• [PAGE EXCERPT]:
>>

Traveling is one of the most stressful things in the world, and that’s for anyone, but for me it’s a special kind of hell. At least once a year I get in a plane and leave my comfort zone for a week and it sucks. I’m talking panic attacks, shutdowns in random airports, panic attacks, not being able to eat because wtf is this food, the whole 9 yards.
So this year I decided that I should look up travel tips for adult autistics who have to travel, which doesn’t really exist (Note: the one that I did find was from The Madison House and uses person first language in the title only) Because clearly the only autistic people who travel are children. So here are my personal travel tips.
1. Your trip starts before you even think about packing. It starts when you’re making reservations. Think about your routine when planning your trip. When are disruptions to your routine easier to handle. For me I need to travel in the afternoon. If my morning routine is off I’m more prone to sensory overload. Plus most hotels have afternoon check-in, so arriving later means that I don’t have to wait on a hotel room. Also when making flight reservations, I always try to fly direct. Switching flights is very difficult for me, especially when traveling alone, so I avoid that whenever possible.

<<

• [TASK TO CARRY OUT]: Pick up the travel-tips post above after its last sentence and keep writing it.

• [DATA ROWS]:
>>

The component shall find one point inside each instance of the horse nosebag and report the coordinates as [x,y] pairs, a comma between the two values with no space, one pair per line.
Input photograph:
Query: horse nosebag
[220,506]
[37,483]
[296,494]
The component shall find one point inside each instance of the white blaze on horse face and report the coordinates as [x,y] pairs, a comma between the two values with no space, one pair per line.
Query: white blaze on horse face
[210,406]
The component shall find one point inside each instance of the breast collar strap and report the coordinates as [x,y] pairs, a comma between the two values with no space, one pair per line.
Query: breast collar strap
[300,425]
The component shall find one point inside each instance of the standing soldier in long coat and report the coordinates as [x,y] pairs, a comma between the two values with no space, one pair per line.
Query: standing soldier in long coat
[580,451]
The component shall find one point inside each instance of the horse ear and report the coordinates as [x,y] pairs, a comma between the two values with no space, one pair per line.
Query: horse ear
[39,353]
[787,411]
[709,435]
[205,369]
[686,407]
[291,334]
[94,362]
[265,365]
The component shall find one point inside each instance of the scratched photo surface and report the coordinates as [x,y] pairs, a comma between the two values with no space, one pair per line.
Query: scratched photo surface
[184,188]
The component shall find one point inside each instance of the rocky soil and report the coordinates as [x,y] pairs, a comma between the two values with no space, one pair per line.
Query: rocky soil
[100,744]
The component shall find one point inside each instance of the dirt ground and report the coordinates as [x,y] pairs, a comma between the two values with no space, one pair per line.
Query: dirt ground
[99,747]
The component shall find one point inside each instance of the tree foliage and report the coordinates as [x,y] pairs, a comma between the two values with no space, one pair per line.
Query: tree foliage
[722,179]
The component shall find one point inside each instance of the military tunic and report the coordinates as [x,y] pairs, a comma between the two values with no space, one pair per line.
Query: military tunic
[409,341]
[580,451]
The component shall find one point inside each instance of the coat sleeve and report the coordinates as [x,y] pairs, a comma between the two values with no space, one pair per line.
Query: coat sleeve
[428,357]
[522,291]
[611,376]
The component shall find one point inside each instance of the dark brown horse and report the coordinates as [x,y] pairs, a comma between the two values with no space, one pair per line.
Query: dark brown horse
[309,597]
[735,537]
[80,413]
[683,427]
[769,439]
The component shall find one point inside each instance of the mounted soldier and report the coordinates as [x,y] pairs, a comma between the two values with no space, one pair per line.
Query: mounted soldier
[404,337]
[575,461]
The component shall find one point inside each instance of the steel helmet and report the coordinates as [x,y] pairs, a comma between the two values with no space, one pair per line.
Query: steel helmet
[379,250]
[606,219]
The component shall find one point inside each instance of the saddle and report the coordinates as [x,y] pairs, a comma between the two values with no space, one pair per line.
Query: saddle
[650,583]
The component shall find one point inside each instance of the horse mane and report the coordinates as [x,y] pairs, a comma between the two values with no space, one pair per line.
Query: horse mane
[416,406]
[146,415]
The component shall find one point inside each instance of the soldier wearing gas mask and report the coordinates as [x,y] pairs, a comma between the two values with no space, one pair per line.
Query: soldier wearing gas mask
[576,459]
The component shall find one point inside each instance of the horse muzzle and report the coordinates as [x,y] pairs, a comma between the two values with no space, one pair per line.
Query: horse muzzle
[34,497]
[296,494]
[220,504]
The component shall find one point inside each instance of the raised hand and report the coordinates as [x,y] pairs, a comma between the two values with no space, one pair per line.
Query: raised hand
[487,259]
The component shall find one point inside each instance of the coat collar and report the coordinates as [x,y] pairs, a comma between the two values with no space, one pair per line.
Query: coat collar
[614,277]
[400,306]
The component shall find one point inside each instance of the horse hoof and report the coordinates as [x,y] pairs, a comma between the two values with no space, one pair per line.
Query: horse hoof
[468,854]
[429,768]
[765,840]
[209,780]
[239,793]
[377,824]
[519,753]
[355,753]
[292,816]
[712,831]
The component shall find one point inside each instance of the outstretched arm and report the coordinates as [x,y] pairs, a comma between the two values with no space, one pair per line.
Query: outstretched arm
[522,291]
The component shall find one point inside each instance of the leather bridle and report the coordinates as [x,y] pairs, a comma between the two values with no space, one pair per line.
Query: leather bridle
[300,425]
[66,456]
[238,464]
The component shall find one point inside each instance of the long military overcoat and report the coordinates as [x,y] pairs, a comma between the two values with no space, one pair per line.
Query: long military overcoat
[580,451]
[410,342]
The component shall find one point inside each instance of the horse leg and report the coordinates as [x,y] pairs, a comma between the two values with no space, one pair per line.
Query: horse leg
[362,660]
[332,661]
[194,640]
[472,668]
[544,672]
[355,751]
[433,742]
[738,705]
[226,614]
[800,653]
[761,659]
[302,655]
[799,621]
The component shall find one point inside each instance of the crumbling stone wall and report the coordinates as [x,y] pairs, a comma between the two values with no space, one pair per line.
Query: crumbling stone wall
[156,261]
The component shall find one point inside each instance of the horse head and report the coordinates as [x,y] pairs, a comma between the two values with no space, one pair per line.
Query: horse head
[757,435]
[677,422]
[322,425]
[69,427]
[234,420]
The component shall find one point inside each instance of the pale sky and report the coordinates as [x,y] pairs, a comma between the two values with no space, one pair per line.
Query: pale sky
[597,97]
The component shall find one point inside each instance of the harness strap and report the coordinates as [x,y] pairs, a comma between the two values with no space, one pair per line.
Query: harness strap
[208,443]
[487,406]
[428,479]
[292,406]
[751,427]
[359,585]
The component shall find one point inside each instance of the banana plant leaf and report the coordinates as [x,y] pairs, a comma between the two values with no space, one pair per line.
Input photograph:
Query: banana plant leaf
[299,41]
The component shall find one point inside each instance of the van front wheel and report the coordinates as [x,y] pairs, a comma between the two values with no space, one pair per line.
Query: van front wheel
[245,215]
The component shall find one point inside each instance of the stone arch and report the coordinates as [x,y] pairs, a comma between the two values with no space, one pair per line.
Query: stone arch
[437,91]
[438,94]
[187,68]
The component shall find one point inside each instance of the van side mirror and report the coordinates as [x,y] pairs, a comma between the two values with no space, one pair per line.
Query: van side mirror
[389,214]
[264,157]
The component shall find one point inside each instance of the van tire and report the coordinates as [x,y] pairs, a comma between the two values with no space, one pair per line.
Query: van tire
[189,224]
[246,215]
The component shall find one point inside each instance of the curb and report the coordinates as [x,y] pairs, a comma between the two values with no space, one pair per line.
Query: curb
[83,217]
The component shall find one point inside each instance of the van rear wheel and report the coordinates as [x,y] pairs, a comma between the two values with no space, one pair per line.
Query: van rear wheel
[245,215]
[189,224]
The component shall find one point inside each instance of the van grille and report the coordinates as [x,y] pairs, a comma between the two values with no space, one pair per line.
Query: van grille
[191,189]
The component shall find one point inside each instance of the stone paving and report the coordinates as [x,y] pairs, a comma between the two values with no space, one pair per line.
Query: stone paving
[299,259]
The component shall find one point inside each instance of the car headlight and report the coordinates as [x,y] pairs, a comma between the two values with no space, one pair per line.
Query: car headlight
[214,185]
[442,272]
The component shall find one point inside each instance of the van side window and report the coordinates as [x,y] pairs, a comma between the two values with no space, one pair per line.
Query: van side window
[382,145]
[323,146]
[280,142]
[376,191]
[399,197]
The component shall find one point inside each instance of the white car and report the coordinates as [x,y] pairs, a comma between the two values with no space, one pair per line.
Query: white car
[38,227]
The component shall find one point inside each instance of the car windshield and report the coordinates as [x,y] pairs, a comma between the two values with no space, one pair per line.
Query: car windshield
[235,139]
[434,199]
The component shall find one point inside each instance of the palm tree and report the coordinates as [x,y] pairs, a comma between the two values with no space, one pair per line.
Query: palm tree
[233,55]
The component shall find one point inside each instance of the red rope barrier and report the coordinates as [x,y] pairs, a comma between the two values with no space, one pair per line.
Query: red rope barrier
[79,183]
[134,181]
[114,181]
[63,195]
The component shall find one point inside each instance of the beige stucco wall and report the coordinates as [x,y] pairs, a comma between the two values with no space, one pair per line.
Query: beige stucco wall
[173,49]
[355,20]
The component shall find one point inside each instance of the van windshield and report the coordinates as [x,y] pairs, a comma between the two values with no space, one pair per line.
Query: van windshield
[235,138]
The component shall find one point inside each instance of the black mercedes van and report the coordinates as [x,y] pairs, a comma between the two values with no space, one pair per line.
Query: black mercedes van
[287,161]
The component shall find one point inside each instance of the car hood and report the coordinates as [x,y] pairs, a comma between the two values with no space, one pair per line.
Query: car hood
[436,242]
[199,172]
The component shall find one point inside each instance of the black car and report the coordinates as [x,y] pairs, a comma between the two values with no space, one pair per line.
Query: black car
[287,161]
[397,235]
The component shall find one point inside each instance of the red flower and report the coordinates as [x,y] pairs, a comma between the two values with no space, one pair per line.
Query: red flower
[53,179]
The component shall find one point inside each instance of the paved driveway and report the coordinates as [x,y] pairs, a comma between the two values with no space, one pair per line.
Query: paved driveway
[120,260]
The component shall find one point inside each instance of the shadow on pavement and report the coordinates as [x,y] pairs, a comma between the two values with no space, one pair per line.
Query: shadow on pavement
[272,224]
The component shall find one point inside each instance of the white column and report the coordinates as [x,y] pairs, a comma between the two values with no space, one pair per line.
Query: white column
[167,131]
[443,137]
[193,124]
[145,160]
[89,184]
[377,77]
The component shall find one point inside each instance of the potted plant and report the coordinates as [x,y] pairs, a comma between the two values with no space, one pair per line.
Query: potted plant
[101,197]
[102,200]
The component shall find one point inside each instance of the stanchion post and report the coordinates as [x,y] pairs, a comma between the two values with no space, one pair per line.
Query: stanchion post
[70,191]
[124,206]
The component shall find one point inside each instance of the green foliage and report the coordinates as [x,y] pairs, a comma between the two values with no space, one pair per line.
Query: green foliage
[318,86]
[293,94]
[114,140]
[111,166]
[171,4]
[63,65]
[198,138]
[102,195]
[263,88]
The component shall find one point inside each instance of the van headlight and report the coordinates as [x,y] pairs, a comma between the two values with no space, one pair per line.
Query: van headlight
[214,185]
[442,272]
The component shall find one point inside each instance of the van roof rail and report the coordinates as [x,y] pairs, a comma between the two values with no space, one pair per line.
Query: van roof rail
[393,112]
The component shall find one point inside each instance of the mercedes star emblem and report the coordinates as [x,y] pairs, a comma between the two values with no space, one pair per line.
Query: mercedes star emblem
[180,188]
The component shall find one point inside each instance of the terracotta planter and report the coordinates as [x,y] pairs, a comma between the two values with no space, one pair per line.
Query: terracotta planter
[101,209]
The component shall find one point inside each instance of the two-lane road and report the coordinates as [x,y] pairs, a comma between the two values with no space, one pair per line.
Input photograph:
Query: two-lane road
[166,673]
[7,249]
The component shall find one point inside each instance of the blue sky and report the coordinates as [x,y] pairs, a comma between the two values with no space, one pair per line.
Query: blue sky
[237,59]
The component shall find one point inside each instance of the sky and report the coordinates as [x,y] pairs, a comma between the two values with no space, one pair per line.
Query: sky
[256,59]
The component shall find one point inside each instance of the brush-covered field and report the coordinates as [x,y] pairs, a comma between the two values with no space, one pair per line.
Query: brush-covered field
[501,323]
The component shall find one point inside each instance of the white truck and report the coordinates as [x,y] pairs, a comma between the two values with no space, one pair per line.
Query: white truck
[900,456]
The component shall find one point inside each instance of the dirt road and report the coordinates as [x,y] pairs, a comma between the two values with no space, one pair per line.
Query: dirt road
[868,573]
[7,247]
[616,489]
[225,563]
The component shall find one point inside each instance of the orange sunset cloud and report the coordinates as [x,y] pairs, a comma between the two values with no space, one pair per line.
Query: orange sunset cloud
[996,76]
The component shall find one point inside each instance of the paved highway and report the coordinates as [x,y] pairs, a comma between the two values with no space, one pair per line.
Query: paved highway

<<

• [OUTPUT OF THE EXERCISE]:
Also think about transportation at this point. It makes life so much easier down the road. I cannot drive to the airport. I will never have enough spoons to handle driving to the airport, going through TSA, flying, and navigating my way to the hotel. It’s too much, so I cut the only activity I can, driving to the airport. I always fly out on either a Friday or a Saturday because there is someone in my family who can drive me to the airport.
2. In the week before the trip (or however long you need to feel comfortable), firm up your transportation plans. Is the person you asked still able to give you a ride? Do you use an agency or need anything special from the airport in way of accommodations? I’ve never used any accommodations from the airport so I’m including a link to the US DOT site for air travel, that should be standard across any airport or airline in the United States.
This is also the time to start packing and planning for the week. I set calendar reminders for everything I have to do.
Exactly a week before I leave I do my laundry and meal plan for the week. Anything that would spoil while I’m traveling must go. I also make sure my brother will take care of my fish and plants.
Sunday I outfit plan, every single day before the trip will have an outfit assigned, with weather appropriate alternates available. I also bake for the week that day. Most mornings I don’t eat much besides a slice of quickbread (loaded with fruits) and some peanut butter.
Monday is for packing outfits. 2 go in my carry-on (1 casual and 1 business) and the rest in my suitcase. Tuesday I pack the make-up I’ll need for the trip because I rarely wear it. Wednesday I make lists of things I need to buy, anything left to do before the trip, and any last minute packing.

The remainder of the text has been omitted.